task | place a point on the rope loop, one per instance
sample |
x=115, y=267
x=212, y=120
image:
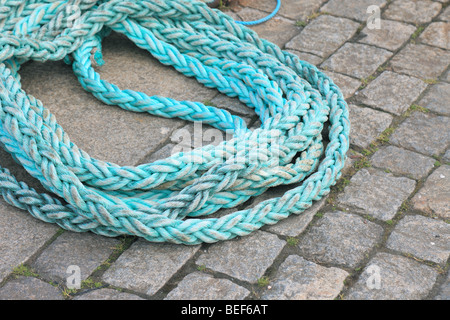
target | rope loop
x=173, y=199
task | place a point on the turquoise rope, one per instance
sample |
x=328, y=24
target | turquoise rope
x=170, y=200
x=262, y=20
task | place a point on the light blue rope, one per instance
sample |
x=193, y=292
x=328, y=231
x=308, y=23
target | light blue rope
x=262, y=20
x=292, y=98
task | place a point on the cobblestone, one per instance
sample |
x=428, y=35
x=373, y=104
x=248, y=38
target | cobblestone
x=230, y=257
x=21, y=236
x=146, y=267
x=391, y=35
x=367, y=125
x=340, y=238
x=437, y=34
x=394, y=283
x=299, y=279
x=201, y=286
x=413, y=11
x=421, y=61
x=368, y=186
x=87, y=251
x=423, y=133
x=392, y=92
x=424, y=238
x=323, y=35
x=437, y=98
x=433, y=197
x=29, y=288
x=444, y=292
x=107, y=294
x=351, y=9
x=403, y=162
x=357, y=60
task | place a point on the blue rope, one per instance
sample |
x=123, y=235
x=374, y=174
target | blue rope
x=262, y=20
x=167, y=200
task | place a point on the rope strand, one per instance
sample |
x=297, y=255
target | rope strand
x=292, y=98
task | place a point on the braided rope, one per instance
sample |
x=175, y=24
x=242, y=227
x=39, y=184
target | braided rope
x=165, y=200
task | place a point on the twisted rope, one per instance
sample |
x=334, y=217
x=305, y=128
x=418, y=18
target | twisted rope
x=168, y=200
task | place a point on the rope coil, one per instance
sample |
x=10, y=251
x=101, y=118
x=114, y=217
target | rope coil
x=166, y=201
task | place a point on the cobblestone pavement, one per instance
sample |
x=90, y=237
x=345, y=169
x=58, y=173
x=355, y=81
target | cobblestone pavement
x=382, y=233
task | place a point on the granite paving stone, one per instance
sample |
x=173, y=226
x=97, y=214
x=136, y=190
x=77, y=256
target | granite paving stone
x=446, y=76
x=437, y=98
x=424, y=238
x=421, y=61
x=413, y=11
x=445, y=16
x=145, y=267
x=367, y=124
x=293, y=9
x=424, y=133
x=403, y=162
x=434, y=197
x=391, y=35
x=296, y=224
x=347, y=84
x=230, y=257
x=21, y=237
x=446, y=157
x=392, y=277
x=29, y=288
x=352, y=9
x=308, y=57
x=340, y=238
x=201, y=286
x=392, y=92
x=368, y=186
x=107, y=294
x=444, y=290
x=323, y=35
x=277, y=30
x=357, y=60
x=85, y=250
x=299, y=279
x=437, y=34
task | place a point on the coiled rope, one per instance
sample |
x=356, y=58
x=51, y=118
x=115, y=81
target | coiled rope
x=262, y=20
x=170, y=200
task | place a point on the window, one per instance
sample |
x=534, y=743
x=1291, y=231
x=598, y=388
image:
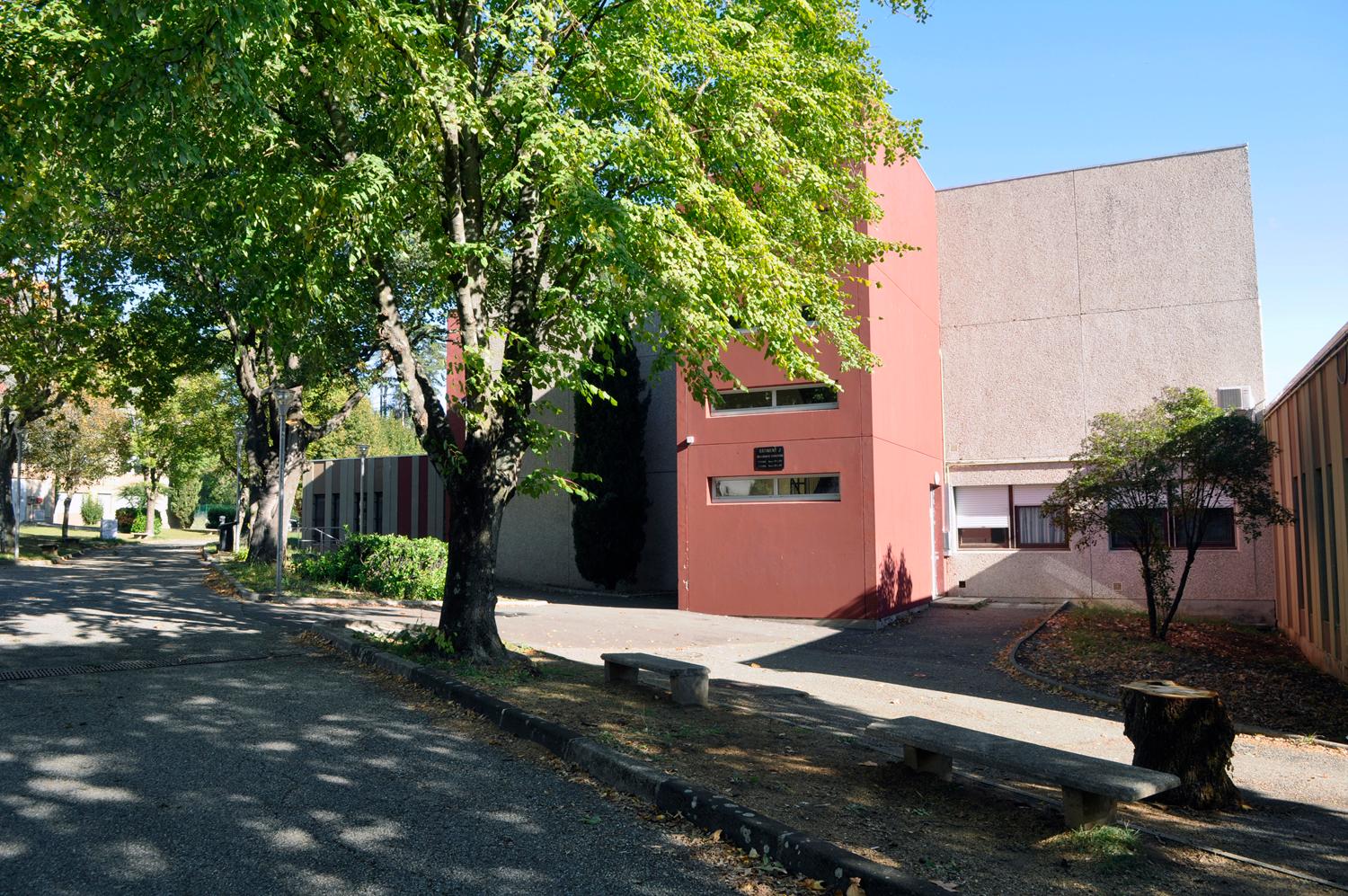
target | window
x=1220, y=529
x=1296, y=537
x=816, y=486
x=1035, y=529
x=983, y=516
x=813, y=396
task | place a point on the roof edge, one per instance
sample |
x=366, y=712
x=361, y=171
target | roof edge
x=1092, y=167
x=1320, y=359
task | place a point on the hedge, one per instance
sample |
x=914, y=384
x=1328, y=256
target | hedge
x=387, y=564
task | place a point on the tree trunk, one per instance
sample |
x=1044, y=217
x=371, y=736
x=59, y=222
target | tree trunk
x=263, y=534
x=7, y=457
x=468, y=615
x=1185, y=732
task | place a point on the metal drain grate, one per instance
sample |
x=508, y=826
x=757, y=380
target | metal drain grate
x=127, y=666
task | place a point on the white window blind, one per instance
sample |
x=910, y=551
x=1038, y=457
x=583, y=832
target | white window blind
x=1032, y=494
x=981, y=507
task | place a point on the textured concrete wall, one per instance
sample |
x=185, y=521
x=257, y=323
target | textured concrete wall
x=1069, y=294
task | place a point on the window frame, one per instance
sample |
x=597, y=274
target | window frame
x=776, y=496
x=1172, y=531
x=774, y=407
x=1015, y=531
x=1177, y=543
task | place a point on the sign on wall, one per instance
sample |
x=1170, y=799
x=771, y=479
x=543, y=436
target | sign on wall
x=768, y=457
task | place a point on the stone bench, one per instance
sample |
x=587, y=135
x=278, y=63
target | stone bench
x=1091, y=785
x=687, y=680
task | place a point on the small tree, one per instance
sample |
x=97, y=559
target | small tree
x=608, y=526
x=75, y=448
x=91, y=510
x=1157, y=477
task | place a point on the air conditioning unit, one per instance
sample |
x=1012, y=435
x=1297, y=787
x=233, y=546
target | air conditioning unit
x=1235, y=398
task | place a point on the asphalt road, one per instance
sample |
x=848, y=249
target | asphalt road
x=291, y=774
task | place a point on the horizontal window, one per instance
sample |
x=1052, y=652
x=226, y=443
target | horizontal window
x=1003, y=516
x=816, y=486
x=1173, y=529
x=813, y=396
x=984, y=537
x=1219, y=531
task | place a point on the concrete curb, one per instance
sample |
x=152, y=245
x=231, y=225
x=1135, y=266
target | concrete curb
x=1113, y=701
x=795, y=850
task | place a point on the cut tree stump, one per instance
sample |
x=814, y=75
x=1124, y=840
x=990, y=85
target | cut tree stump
x=1188, y=733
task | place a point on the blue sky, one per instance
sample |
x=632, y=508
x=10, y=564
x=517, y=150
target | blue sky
x=1007, y=89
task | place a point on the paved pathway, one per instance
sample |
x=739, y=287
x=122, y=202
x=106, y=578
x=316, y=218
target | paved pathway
x=938, y=666
x=285, y=775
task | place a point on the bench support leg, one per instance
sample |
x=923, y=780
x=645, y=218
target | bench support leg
x=689, y=690
x=617, y=672
x=1086, y=810
x=922, y=760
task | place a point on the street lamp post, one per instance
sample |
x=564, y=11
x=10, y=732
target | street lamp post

**********

§ Exercise requirements
Check how many lines in the entries contain "lamp", and reply with that number alone.

§ Written response
2